::: Supplied passage

There is no end to the cliches and stereotypes related to this Chinese festival, but the best part about it is, I’m learning and starting to enjoy these cliches and stereotypes simply because they do reflect the very folk and down-to-earth part about my culture. As a traditionally agrarian society for thousands of years, the farmers were only second to the officials and literati (technically), and their art and customs should be equally celebrated as that of the literati even if they seemed really simplistic and unrefined to our modern consumeristic eyes.

Being an agrarian society means that the folks were deeply atuned to the changing seasons, and the crossing of one entire year to another meant the greatest of all seasonal celebrations. The Nian Hua (CNY folk woodblock prints) were visual representation and expressions of these simple folks’ well wishes for the family, friends, and nation in the coming year, and they were carved onto woodblocks for mass printing so that everyone could have a piece of the well wishes in their household. China is the inventor of woodblock (and later on movable) printing and paper (yes, Gutenberg didn’t invent the printing press), so the practice of printed posters for new year was widespread from as early as the Song dynasty (11th century).

The prints which started out as prints of deities for protection and blessings became increasingly popular in the Ming dynasty that followed, and took on a lot of different subject matters that are much more relatable to the everyday folks by the mid Qing dynasty.

I think for many of us, when we think about the woodblock prints would think of the image of a child with a carp (at least that’s the case for me anyway). So I took the opportunity to dress my tiny new model for a shoot, exploring the different aspects of children’s attire and the symbolism of auspiciousness in the process! It isn’t Chinese New Year Woodblock Print for the folks if it isn’t filled with contrasting colours and auspicious imageries!

One of the most symbolic children’s apparel would be the belly wrap–earliest finding dated to about Tang dynasty in the 7th to 10th century. Although probably not necessarily in the current form as we recognise it to be today, the practice of covering the front area and exposing the back definitely went way back.

It was believed that when you cover the belly area of the child, you are protecting his overall wellbeing and health as the stomach was seen as the master of all 5 major organs, and that it prefers a warmer environment. Basically most of the common illnesses related to kids would/could be attributed to having cold air going through the stomach.

If you noticed the shape of the belly wrap, you would notice that its base is somewhat rounded, instead of the corner of a sharp lozenge shape, and the other 2 corners at the two sides would be sharp edged. Apparently it was to echo the Chinese believe that the sky is round and the earth is flat–the harmony between heaven and earth and that the human is connected with such natural order even for a child. In the more elaborate forms, the belly wrap would be embroidered with all kinds of auspicious motifs such as the “5 vernomous creatures” (snake, toad, scorpion, lizard and centipete). In a society back in those days where infant deaths were abundant, it was hoped that these vernomous creatures would drive away the evil spirit and real

Kids would also always wear what is known as the Longevity Lock necklace, which acts like a goodluck charm. The necklace is in the shape of a Ruyi (Everything goes according to one’s wishes) wish well wishes carved onto them and usually made of gold of silver although there were also those made of jade, silk, fabric and other materials. The origin of it is was due to the fact that in the ancient past especially in the Ming dynasty when the government was trying to push for the use of paper currencies, gold and silver were not permitted to be used for transactions, so the rich would then use whatever gold or silver they had to make into accessories instead. Yes, the TV shows probably had us all fooled into thinking the rich could just take out one of the gold ingots in exchange for things, but the reality is gold was only reserved for high officials and royalties, and in the Tang dynasty it was usually gifted by the emperor so you couldn’t just simply give away or use something the emperor bestowed upon you, could you?

::::::

Tasks for this exercise:
A) Reproduce the portion of the passage on Chinese New Year woodblock prints starting at "One of the most" and ending at "through the stomach.".
B) According to the passage on Chinese New Year woodblock prints, from which dynasty was the practice of printed new year posters widespread?

::: Data section

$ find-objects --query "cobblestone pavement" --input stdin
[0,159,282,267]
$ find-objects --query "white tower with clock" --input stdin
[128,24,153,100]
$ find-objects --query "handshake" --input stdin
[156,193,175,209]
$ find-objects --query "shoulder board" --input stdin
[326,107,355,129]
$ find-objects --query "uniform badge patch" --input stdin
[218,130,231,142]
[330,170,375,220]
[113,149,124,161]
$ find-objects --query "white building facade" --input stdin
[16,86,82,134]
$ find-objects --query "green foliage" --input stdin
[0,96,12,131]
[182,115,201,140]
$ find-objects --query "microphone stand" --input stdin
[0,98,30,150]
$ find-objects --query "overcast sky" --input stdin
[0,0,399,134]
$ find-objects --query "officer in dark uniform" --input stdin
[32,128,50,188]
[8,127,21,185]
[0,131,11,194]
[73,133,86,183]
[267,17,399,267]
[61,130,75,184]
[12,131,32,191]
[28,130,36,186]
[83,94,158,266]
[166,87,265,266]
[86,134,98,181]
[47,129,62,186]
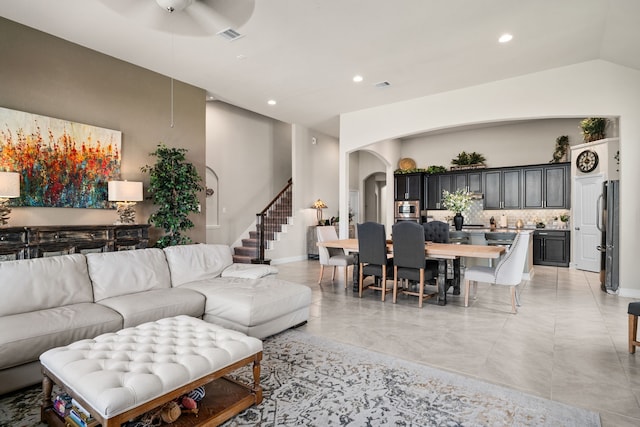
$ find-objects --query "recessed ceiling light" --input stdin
[498,33,513,43]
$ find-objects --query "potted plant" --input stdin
[580,117,608,142]
[442,189,472,230]
[549,135,569,163]
[140,143,203,248]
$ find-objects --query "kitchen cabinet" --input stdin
[424,173,454,210]
[533,230,571,267]
[394,173,423,200]
[522,163,571,209]
[483,168,522,210]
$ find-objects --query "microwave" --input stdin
[395,200,420,218]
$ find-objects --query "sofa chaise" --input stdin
[0,244,311,394]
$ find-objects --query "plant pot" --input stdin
[453,212,464,231]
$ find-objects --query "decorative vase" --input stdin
[453,212,464,231]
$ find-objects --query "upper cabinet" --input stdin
[522,163,571,209]
[394,173,423,200]
[483,168,522,209]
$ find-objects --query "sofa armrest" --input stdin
[220,263,278,279]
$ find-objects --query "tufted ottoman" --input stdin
[40,316,262,427]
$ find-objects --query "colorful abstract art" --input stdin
[0,107,122,209]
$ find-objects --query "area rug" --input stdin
[0,331,600,427]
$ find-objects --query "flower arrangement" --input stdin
[442,189,472,213]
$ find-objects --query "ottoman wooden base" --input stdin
[41,352,262,427]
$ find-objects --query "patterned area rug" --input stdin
[0,331,600,427]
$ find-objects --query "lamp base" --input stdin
[116,202,136,224]
[0,197,11,225]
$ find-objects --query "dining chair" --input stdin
[316,225,356,289]
[422,221,452,284]
[464,232,530,314]
[358,222,393,301]
[391,221,437,308]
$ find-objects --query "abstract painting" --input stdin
[0,107,122,209]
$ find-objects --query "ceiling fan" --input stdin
[99,0,255,36]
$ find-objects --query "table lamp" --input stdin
[311,199,328,225]
[0,172,20,225]
[108,181,143,224]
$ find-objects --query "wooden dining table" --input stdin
[317,239,506,305]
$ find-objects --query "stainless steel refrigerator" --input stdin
[598,180,620,293]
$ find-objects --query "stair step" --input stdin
[233,246,258,258]
[233,255,254,264]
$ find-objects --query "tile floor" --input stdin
[278,260,640,427]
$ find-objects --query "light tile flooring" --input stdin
[277,260,640,427]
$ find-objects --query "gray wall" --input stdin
[0,18,206,242]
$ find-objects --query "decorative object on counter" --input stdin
[580,117,609,142]
[107,181,143,225]
[549,135,569,163]
[140,143,204,248]
[451,151,486,170]
[426,165,447,174]
[442,189,472,231]
[0,172,20,226]
[311,199,329,225]
[398,157,417,171]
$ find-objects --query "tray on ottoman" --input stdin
[40,316,262,427]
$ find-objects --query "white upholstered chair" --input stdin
[464,232,530,313]
[316,225,355,288]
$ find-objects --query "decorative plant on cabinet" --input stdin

::::::

Task-by-task answers:
A)
One of the most symbolic children’s apparel would be the belly wrap–earliest finding dated to about Tang dynasty in the 7th to 10th century. Although probably not necessarily in the current form as we recognise it to be today, the practice of covering the front area and exposing the back definitely went way back.

It was believed that when you cover the belly area of the child, you are protecting his overall wellbeing and health as the stomach was seen as the master of all 5 major organs, and that it prefers a warmer environment. Basically most of the common illnesses related to kids would/could be attributed to having cold air going through the stomach.

B) From as early as the Song dynasty, in the 11th century.